**ÉNONCÉ 1:**
Filtrez le listing ci-dessous en recopiant chaque ligne qui contient le mot « earring ».

**EXTRAIT FOURNI:**
%%
En prenant appui sur les indications de la Ratio, je voudrais m’arrêter brièvement sur certains aspects que j’estime importants et qui dessinent plus concrètement le contenu de ce que nous appelons formation humaine dans le contexte de la vie consacrée.

Se connaître soi-même

La première indication donnée par la Ratio fundamentalis en ce qui concerne la formation humaine est que celle-ci « vise à éduquer la personne à la vérité de son être, à la liberté et à la maîtrise de soi [dans le but de] dépasser les différentes formes d’individualisme et [de] réaliser le don sincère de soi qui permet de se consacrer généreusement aux autres » (RF, 63). Le premier voyage à accomplir est d’aller vers soi-même. Il faut y être très attentif, parce qu’il n’est pas rare que, même sans le vouloir, la vie spirituelle et le choix de la vocation représentent une espèce d’échappatoire à sa propre vie et à la réalité. En effet, par peur de se confronter avec la vérité sur soi-même ou avec quelque situation personnelle, familiale ou sociale, on peut adopter une sorte de « plan B » : on choisit un contenant externe qui semble formellement irréprochable – vocation sacerdotale, consécration spéciale – pour cacher ou fuir ce qu’on ne souhaite pas affronter véritablement. En substance, on met un masque capable de couvrir ce que l’on vit à l’intérieur et de faire échapper à la réalité. Au contraire, la première tâche de la formation humaine est d’aider la personne à se connaître elle-même, en un parcours intérieur qui implique les autres dimensions de la formation, qui se serve si nécessaire de l’aide de la psychologie, et qui implique surtout une synergie constante et sereine entre celui qui est formé et le formateur. Le but est d’atteindre une réelle conscience de soi, sans laquelle le risque est que la personne développe son propre moi et sa vocation à travers une image faussée d’elle-même : la vaine gloire et le narcissisme d’une part ou la dévalorisation de soi et la fermeture de l’autre sont les indices d’une connaissance de soi non réelle et peuvent avoir de graves retombées relationnelles et pastorales. Qui désire être consacré ou prêtre doit connaître sa propre valeur, accueillir ses fragilités, apprendre à nommer ses émotions et sentiments, à reconnaître ses besoins et ses passions et surtout, à parvenir à un regard réconcilié avec son histoire, qui compte des richesses et des blessures. De cette façon, nous risquons moins de développer une spiritualité oppressive, comprise comme fuite du monde et des passions, vécue à l’extérieur de sa propre humanité et alimentant des sentiments de peur et de répression. Suivre Jésus est, au contraire, une expérience de joie, de libération intérieure et de salut. Comme l’a affirmé le pape François,

Là où il y a les religieux il y a la joie... Que nous soyons appelés à expérimenter et à montrer que Dieu est capable de combler notre cœur et de nous rendre heureux, sans avoir besoin de chercher ailleurs notre bonheur ; que l’authentique fraternité vécue dans nos communautés alimente notre joie ; que notre don total dans le service de l’Église, des familles, des jeunes, des personnes âgées, des pauvres, nous réalise comme personnes et donne plénitude à notre vie. Que ne se voient pas parmi nous des visages tristes, des personnes mécontentes et insatisfaites, parce qu’une sequela triste est une triste sequela.
%%
**EXTRAITS DE DONNÉES:**
%%
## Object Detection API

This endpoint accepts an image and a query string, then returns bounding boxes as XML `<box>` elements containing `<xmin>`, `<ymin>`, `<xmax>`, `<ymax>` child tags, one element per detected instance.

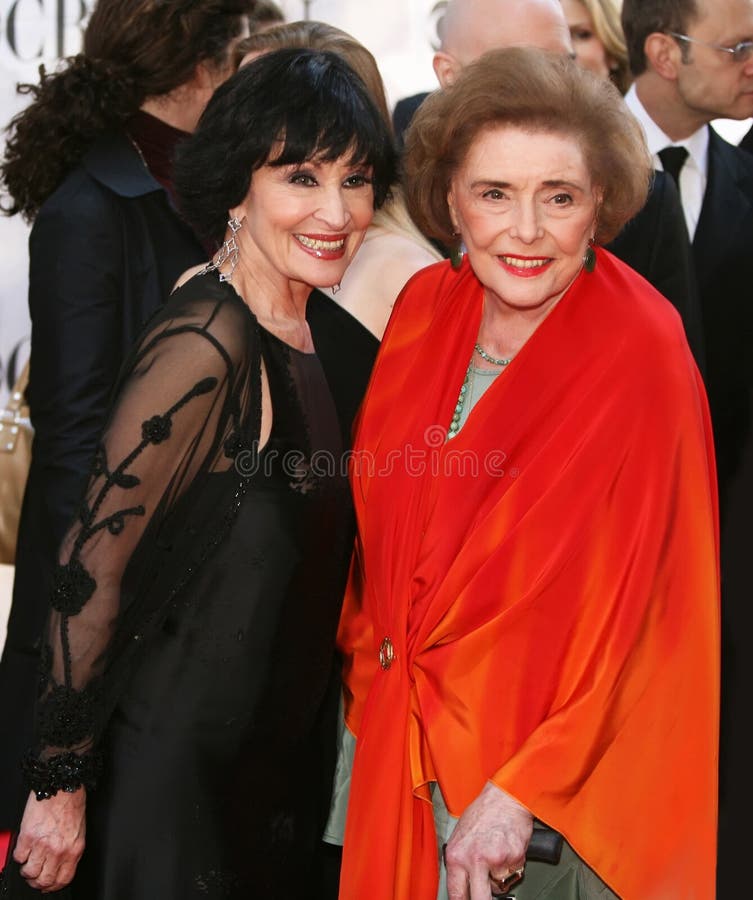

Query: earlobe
<box><xmin>432</xmin><ymin>50</ymin><xmax>459</xmax><ymax>88</ymax></box>
<box><xmin>447</xmin><ymin>189</ymin><xmax>460</xmax><ymax>234</ymax></box>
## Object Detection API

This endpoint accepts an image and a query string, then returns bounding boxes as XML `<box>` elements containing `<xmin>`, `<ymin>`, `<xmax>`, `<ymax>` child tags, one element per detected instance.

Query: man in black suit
<box><xmin>622</xmin><ymin>0</ymin><xmax>753</xmax><ymax>888</ymax></box>
<box><xmin>393</xmin><ymin>0</ymin><xmax>703</xmax><ymax>369</ymax></box>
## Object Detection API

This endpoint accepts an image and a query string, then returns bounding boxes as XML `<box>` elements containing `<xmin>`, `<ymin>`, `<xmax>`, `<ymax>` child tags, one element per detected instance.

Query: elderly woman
<box><xmin>4</xmin><ymin>50</ymin><xmax>394</xmax><ymax>900</ymax></box>
<box><xmin>339</xmin><ymin>48</ymin><xmax>718</xmax><ymax>900</ymax></box>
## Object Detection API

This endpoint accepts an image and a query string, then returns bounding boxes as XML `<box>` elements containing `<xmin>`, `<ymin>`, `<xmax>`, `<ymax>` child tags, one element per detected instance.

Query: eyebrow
<box><xmin>471</xmin><ymin>178</ymin><xmax>583</xmax><ymax>191</ymax></box>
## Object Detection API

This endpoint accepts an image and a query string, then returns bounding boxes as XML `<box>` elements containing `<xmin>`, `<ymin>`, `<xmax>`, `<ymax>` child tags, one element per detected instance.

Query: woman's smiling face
<box><xmin>230</xmin><ymin>157</ymin><xmax>374</xmax><ymax>287</ymax></box>
<box><xmin>447</xmin><ymin>125</ymin><xmax>600</xmax><ymax>312</ymax></box>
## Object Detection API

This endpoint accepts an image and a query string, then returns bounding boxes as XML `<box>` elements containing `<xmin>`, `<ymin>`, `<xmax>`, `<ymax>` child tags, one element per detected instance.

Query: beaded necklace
<box><xmin>447</xmin><ymin>344</ymin><xmax>512</xmax><ymax>440</ymax></box>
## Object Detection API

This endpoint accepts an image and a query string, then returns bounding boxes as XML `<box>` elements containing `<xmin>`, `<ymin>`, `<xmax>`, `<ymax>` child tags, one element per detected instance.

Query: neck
<box><xmin>140</xmin><ymin>85</ymin><xmax>208</xmax><ymax>133</ymax></box>
<box><xmin>478</xmin><ymin>291</ymin><xmax>551</xmax><ymax>358</ymax></box>
<box><xmin>635</xmin><ymin>71</ymin><xmax>709</xmax><ymax>141</ymax></box>
<box><xmin>228</xmin><ymin>241</ymin><xmax>313</xmax><ymax>352</ymax></box>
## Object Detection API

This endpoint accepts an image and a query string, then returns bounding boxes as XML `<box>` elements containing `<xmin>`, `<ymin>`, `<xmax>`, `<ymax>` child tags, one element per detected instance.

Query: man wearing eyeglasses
<box><xmin>622</xmin><ymin>0</ymin><xmax>753</xmax><ymax>900</ymax></box>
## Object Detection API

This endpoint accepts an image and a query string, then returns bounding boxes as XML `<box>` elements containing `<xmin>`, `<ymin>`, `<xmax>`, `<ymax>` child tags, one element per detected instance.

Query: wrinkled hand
<box><xmin>445</xmin><ymin>782</ymin><xmax>533</xmax><ymax>900</ymax></box>
<box><xmin>13</xmin><ymin>788</ymin><xmax>86</xmax><ymax>893</ymax></box>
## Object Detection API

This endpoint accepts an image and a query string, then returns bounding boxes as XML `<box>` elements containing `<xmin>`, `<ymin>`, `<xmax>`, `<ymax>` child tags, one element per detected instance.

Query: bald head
<box><xmin>434</xmin><ymin>0</ymin><xmax>572</xmax><ymax>87</ymax></box>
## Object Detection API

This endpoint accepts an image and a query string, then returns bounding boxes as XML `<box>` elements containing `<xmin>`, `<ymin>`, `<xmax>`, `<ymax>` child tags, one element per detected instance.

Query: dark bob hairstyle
<box><xmin>404</xmin><ymin>47</ymin><xmax>653</xmax><ymax>245</ymax></box>
<box><xmin>174</xmin><ymin>49</ymin><xmax>396</xmax><ymax>242</ymax></box>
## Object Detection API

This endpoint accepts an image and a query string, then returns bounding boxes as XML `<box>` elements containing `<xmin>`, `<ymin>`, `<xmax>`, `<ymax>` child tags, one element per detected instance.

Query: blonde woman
<box><xmin>562</xmin><ymin>0</ymin><xmax>631</xmax><ymax>94</ymax></box>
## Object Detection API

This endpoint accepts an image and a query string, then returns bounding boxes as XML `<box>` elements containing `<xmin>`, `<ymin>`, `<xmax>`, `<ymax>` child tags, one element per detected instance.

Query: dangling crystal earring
<box><xmin>583</xmin><ymin>238</ymin><xmax>596</xmax><ymax>272</ymax></box>
<box><xmin>203</xmin><ymin>216</ymin><xmax>241</xmax><ymax>281</ymax></box>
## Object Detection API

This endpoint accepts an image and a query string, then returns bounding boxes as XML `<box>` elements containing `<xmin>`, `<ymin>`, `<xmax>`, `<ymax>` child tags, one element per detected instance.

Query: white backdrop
<box><xmin>0</xmin><ymin>0</ymin><xmax>441</xmax><ymax>403</ymax></box>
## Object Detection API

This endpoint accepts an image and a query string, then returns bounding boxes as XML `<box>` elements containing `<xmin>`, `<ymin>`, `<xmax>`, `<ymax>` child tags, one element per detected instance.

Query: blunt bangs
<box><xmin>174</xmin><ymin>48</ymin><xmax>397</xmax><ymax>241</ymax></box>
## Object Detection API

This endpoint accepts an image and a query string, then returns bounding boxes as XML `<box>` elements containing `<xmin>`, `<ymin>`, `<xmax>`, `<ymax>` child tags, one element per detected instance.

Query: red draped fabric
<box><xmin>339</xmin><ymin>250</ymin><xmax>719</xmax><ymax>900</ymax></box>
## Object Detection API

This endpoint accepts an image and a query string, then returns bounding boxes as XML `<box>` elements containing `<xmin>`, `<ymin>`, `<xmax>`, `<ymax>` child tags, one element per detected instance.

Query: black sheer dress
<box><xmin>5</xmin><ymin>273</ymin><xmax>373</xmax><ymax>900</ymax></box>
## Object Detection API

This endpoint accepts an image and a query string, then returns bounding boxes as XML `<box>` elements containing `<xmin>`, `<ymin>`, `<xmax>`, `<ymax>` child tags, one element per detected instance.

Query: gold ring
<box><xmin>489</xmin><ymin>866</ymin><xmax>525</xmax><ymax>894</ymax></box>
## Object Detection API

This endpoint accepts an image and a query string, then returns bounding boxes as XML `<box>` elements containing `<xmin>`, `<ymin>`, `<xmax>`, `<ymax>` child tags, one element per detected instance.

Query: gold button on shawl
<box><xmin>379</xmin><ymin>638</ymin><xmax>395</xmax><ymax>670</ymax></box>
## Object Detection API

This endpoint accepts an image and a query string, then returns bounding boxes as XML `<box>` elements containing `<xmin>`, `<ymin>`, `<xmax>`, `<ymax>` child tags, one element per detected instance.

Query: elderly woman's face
<box><xmin>447</xmin><ymin>126</ymin><xmax>599</xmax><ymax>312</ymax></box>
<box><xmin>562</xmin><ymin>0</ymin><xmax>612</xmax><ymax>78</ymax></box>
<box><xmin>230</xmin><ymin>157</ymin><xmax>374</xmax><ymax>287</ymax></box>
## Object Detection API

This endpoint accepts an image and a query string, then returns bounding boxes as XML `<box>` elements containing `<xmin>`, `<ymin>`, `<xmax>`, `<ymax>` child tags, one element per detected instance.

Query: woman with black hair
<box><xmin>2</xmin><ymin>50</ymin><xmax>395</xmax><ymax>900</ymax></box>
<box><xmin>0</xmin><ymin>0</ymin><xmax>254</xmax><ymax>829</ymax></box>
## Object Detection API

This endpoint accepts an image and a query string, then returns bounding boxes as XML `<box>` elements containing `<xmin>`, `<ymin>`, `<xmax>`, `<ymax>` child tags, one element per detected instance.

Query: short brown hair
<box><xmin>404</xmin><ymin>47</ymin><xmax>653</xmax><ymax>244</ymax></box>
<box><xmin>622</xmin><ymin>0</ymin><xmax>698</xmax><ymax>78</ymax></box>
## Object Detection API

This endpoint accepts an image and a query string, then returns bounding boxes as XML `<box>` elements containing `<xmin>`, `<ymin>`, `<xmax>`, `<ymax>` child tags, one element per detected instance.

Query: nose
<box><xmin>316</xmin><ymin>185</ymin><xmax>350</xmax><ymax>230</ymax></box>
<box><xmin>510</xmin><ymin>198</ymin><xmax>544</xmax><ymax>244</ymax></box>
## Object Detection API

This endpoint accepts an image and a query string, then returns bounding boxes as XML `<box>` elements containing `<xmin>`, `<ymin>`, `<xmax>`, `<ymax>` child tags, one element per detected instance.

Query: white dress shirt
<box><xmin>625</xmin><ymin>84</ymin><xmax>709</xmax><ymax>241</ymax></box>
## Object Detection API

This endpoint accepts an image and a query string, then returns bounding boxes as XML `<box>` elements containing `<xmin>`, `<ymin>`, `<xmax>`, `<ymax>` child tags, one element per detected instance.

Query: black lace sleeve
<box><xmin>24</xmin><ymin>278</ymin><xmax>260</xmax><ymax>799</ymax></box>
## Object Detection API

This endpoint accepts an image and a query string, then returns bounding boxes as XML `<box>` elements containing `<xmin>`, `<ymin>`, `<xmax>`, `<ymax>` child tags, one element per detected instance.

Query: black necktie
<box><xmin>659</xmin><ymin>147</ymin><xmax>688</xmax><ymax>191</ymax></box>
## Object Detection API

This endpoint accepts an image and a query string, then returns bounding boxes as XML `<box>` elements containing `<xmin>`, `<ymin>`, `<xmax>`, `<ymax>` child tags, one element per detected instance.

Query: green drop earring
<box><xmin>583</xmin><ymin>241</ymin><xmax>596</xmax><ymax>272</ymax></box>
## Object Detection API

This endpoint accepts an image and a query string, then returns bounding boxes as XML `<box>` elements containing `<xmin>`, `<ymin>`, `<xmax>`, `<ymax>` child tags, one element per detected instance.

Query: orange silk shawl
<box><xmin>339</xmin><ymin>250</ymin><xmax>719</xmax><ymax>900</ymax></box>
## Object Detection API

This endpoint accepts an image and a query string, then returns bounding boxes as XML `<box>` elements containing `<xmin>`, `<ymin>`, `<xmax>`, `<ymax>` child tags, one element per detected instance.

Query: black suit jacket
<box><xmin>693</xmin><ymin>129</ymin><xmax>753</xmax><ymax>900</ymax></box>
<box><xmin>392</xmin><ymin>91</ymin><xmax>429</xmax><ymax>151</ymax></box>
<box><xmin>392</xmin><ymin>93</ymin><xmax>704</xmax><ymax>362</ymax></box>
<box><xmin>607</xmin><ymin>171</ymin><xmax>705</xmax><ymax>372</ymax></box>
<box><xmin>693</xmin><ymin>128</ymin><xmax>753</xmax><ymax>512</ymax></box>
<box><xmin>0</xmin><ymin>135</ymin><xmax>206</xmax><ymax>828</ymax></box>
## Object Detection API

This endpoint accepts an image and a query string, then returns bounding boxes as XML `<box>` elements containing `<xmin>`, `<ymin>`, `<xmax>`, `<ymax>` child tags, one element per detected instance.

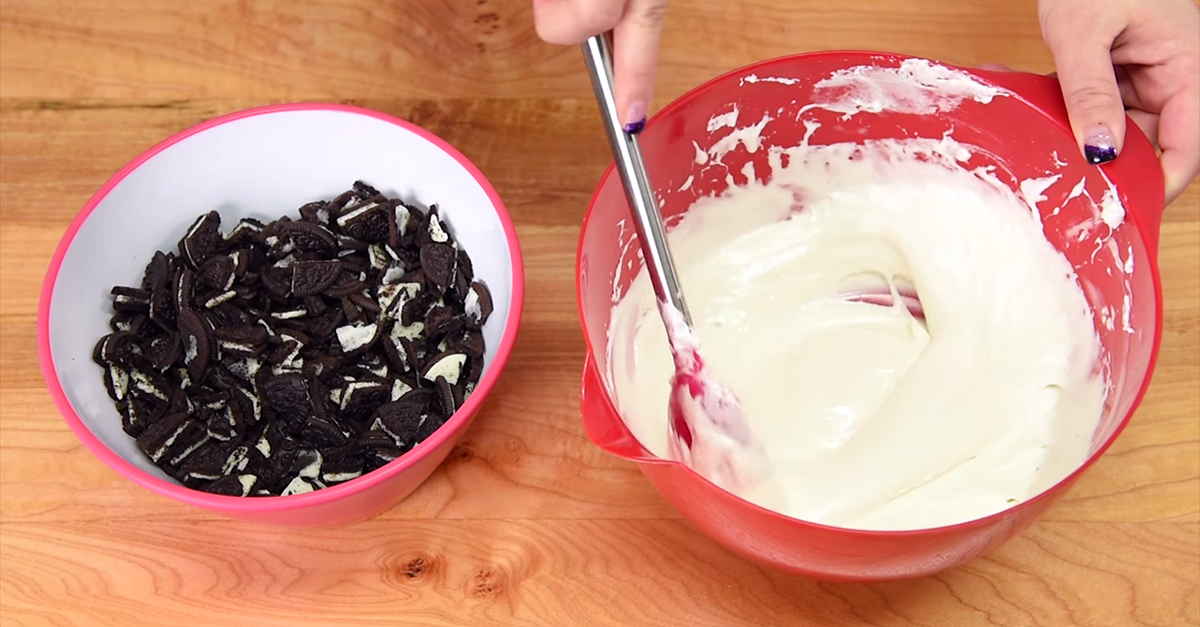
%%
**ÉNONCÉ 2:**
Donnez la suite du texte ci-dessus sur la formation humaine dans la vie consacrée, en reprenant après sa dernière phrase.

**RÉPONSE 1:**
Query: dangling crystal earring
Query: green drop earring

**RÉPONSE 2:**
Cette joie intérieure, capable d’accompagner également les moments obscurs et difficiles de notre chemin et de la vie de nos communautés, nous la goûtons quand nous sommes bien enracinés en nous-mêmes et quand, dans la juste conscience de notre valeur et de nos ombres, nous vivons une relation sereine et pacifiée avec nous-mêmes, avec Dieu et avec le prochain. Nous devons porter un soin spécial à ce travail de maturation intérieure, en particulier dans les maisons de formation, pour atteindre une solide construction de l’identité personnelle, de façon à ce que notre humanité devienne perméable à l’action de Dieu et transparente auprès des personnes. Nous pouvons ici rappeler l’invitation de Jésus à construire la maison sur le roc, pour qu’elle puisse résister aux intempéries : sans une saine conscience de soi, sans la capacité de lire à l’intérieur de soi et d’entrer dans son histoire, faite de lumières et d’ombres, l’édifice d’une consécration spéciale ou d’un sacerdoce est construit sur le sable de la superficialité et de l’apparence et risque de succomber aux premières difficultés.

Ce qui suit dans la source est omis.